▶ **YOUR ASSIGNMENT**
Below is a block of records: output all of them exactly and leave out the pictures.
= = =
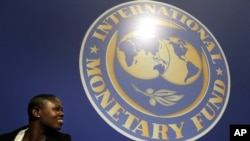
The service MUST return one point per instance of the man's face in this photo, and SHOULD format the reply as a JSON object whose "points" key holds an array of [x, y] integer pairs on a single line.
{"points": [[51, 114]]}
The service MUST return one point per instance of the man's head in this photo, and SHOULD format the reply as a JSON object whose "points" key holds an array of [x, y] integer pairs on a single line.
{"points": [[47, 109]]}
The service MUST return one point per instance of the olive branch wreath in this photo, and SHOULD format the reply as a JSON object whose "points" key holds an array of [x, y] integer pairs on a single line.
{"points": [[162, 96]]}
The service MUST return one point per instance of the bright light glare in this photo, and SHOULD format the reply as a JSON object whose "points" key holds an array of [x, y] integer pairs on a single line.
{"points": [[146, 28]]}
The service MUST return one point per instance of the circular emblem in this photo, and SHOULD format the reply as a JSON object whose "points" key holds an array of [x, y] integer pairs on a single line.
{"points": [[154, 72]]}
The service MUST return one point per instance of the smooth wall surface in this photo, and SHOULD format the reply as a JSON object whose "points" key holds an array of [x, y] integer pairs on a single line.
{"points": [[40, 44]]}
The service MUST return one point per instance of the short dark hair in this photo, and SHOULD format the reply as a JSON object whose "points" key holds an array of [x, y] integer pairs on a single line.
{"points": [[38, 101]]}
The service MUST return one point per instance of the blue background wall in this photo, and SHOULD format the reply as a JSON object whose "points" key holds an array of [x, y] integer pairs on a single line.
{"points": [[39, 52]]}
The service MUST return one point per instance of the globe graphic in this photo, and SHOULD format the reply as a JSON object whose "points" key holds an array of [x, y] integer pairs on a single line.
{"points": [[173, 59], [143, 58]]}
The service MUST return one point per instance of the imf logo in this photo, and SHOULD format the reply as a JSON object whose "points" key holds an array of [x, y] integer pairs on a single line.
{"points": [[154, 72]]}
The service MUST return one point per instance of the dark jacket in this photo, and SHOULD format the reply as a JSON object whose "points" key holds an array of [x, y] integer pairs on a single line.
{"points": [[50, 136]]}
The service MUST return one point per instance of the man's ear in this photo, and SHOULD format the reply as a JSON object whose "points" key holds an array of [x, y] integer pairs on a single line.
{"points": [[36, 112]]}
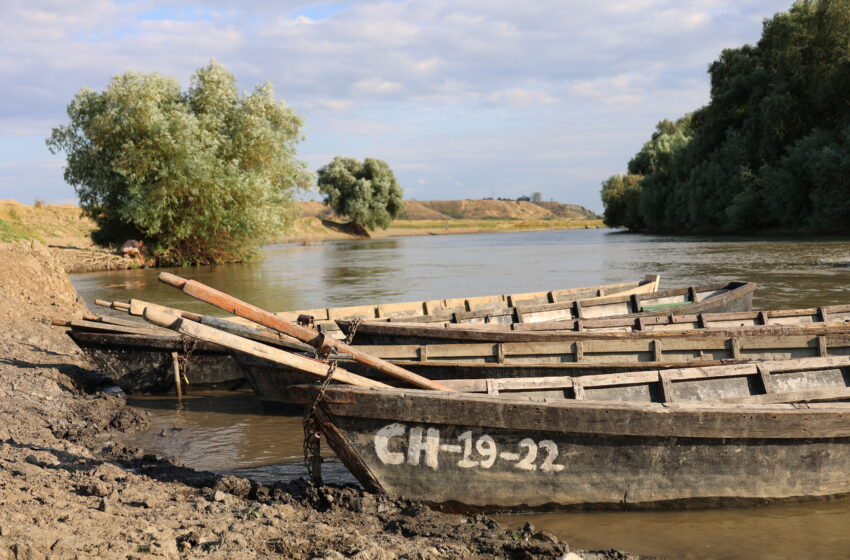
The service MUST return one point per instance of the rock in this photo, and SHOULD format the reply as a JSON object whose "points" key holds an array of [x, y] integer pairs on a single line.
{"points": [[546, 536], [331, 555], [239, 487]]}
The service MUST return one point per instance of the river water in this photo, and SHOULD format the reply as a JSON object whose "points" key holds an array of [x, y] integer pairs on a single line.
{"points": [[229, 430]]}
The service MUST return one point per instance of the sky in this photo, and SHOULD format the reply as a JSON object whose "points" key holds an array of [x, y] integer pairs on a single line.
{"points": [[464, 99]]}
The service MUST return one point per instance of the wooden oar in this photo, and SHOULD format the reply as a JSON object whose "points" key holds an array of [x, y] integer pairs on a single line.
{"points": [[267, 336], [261, 316], [234, 342]]}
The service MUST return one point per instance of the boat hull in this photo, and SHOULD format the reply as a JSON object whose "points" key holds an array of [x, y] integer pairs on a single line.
{"points": [[624, 313], [474, 452], [143, 364]]}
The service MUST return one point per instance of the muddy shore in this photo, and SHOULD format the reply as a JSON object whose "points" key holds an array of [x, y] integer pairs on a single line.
{"points": [[68, 490]]}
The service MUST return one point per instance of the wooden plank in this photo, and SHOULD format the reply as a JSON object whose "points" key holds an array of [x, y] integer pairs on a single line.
{"points": [[808, 395], [666, 387], [780, 421], [295, 361], [656, 351], [578, 389], [106, 327], [764, 375]]}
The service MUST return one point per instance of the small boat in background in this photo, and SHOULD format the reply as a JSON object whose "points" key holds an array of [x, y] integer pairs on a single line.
{"points": [[572, 355], [726, 435], [463, 309], [611, 313]]}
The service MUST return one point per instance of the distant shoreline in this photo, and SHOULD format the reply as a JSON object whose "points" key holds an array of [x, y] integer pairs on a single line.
= = =
▶ **WRITTEN RESPONSE**
The service MUST return one point per instance of the man's face in this photo, and SHOULD format the reply as a JSON object whose "points" key holds an array of [x, y] integer pairs on a single line.
{"points": [[51, 114]]}
The service MUST return one point per instance of the man's head in this photo, and SHOULD format the reply as a JSON object whose "points" key holds an array of [x, y] integer pairs on a single line.
{"points": [[47, 109]]}
The service MUST return one point per instance of the olive branch wreath in this photo, and SHOULD format the reply as a JSON object whose "points" key holds an array of [x, y] integer pairs on a single line.
{"points": [[162, 96]]}
The service MUST return one point per instance of the bright light glare in this photo, and SHOULD format the reply as a JSON object whose "points" key holds an array of [x, y] integer pairs on a single line.
{"points": [[146, 28]]}
The service MUST return one point per instance of the circular emblem in this photo, and SHOULD format the reply as a JSON object whose "points" key holds an array of [x, y] integer pairs on a single line.
{"points": [[154, 72]]}
The service MUST return one point per instance of the smooth wall surface in this photo, and SHOULD format the reply as a JSON object whose "points" key holds an array of [x, y] integer pairs on a single line.
{"points": [[40, 44]]}
The service MUST return one point per instance of the short dark hair in this photo, and SHOULD format the reply as a JSON object whose "points" key holds an array of [x, y] integer pairs on a single line.
{"points": [[38, 101]]}
The service MUST return one point per instance of the blue background wall in this photo, and SHOULD format the reply as a JSON object whose "points" key holds an array of [x, y] integer pairs on a single line.
{"points": [[39, 52]]}
The service MUST return one point per instance of the globe graphic in this photo, and SHOULD format the reply as a JSON object whose "points" key holds an array of [x, y] integer pairs on a single line.
{"points": [[173, 59], [143, 58]]}
The service MUST return one point per instance of the imf logo in this photo, and SHOULD format the reply as a JSON object whose "points" key holds an array of [x, y] integer pairs on a single line.
{"points": [[154, 72]]}
The service MUST return one point per instance of the dark jacket in this photo, and SHOULD format the reply as a JSON object whose "points" key holds an array of [x, y] integer pairs on a single line.
{"points": [[50, 136]]}
The service MUST return one point per instance of the man's ear in this photo, and SHOULD format the reply as a JSON object whose "points" key holds an array of [x, y] integer pairs on a single line.
{"points": [[36, 112]]}
The service MUST return one point per instance of the rock in this photo, and SHOULD format the reply as a JSON object whose "points" key holds an array of [x, y] integer pairs on a single line.
{"points": [[546, 536], [331, 555], [239, 487]]}
The service MUST return one point per instance of the river water in this photo, and SHOULD format the reply as a JSON object whose "points" key holds an array of [x, y] integer pairs on a single line.
{"points": [[229, 430]]}
The service MUST return one point per instance of the sky in this photo, and SHOULD format the reply as a JSON object whose "points" key holds an array of [x, y] integer pairs on a single line.
{"points": [[464, 99]]}
The service MUST return one point per instance of the wooden oar in this photo, and SHOULD format the reply as a JSON object whose "points" key holds an array of [x, y] integer pairs on a single line.
{"points": [[267, 336], [261, 316], [234, 342]]}
The service MUST return one point per instance of the boat hull in this photo, and SHOULD format the reply as a JSON object whose "points" key holds an array of [x, y] integer pairs on a single line.
{"points": [[624, 313], [474, 452], [143, 364]]}
The service MUST return one point per instance of the muddy shore in this photo, and SHOULD format the reply as a JSON object whose "points" key holds an array of [x, y] integer pairs on a single line.
{"points": [[68, 490]]}
The service MUST return one point per instance of the wooden plank in this photo, and SHOULD format the reply as a JSON object whose "points" key holds an array of [x, y] integer pairs on a single line.
{"points": [[808, 395], [666, 387], [780, 421], [295, 361], [656, 351], [578, 389], [106, 327], [764, 375]]}
The service MUST return one point per instance of the small boat in background in this photo, and SHOULD format the reply as a JSON object whose "points" key holds an array of [x, y] integer pairs on a single line.
{"points": [[572, 355], [726, 435], [463, 309], [611, 313]]}
The service MUST return one point per instance of the distant shoreline in this photo, and SHOULD format the reply as a JSON object whose "points" key holds an array of [x, y] integer pairs on a single line.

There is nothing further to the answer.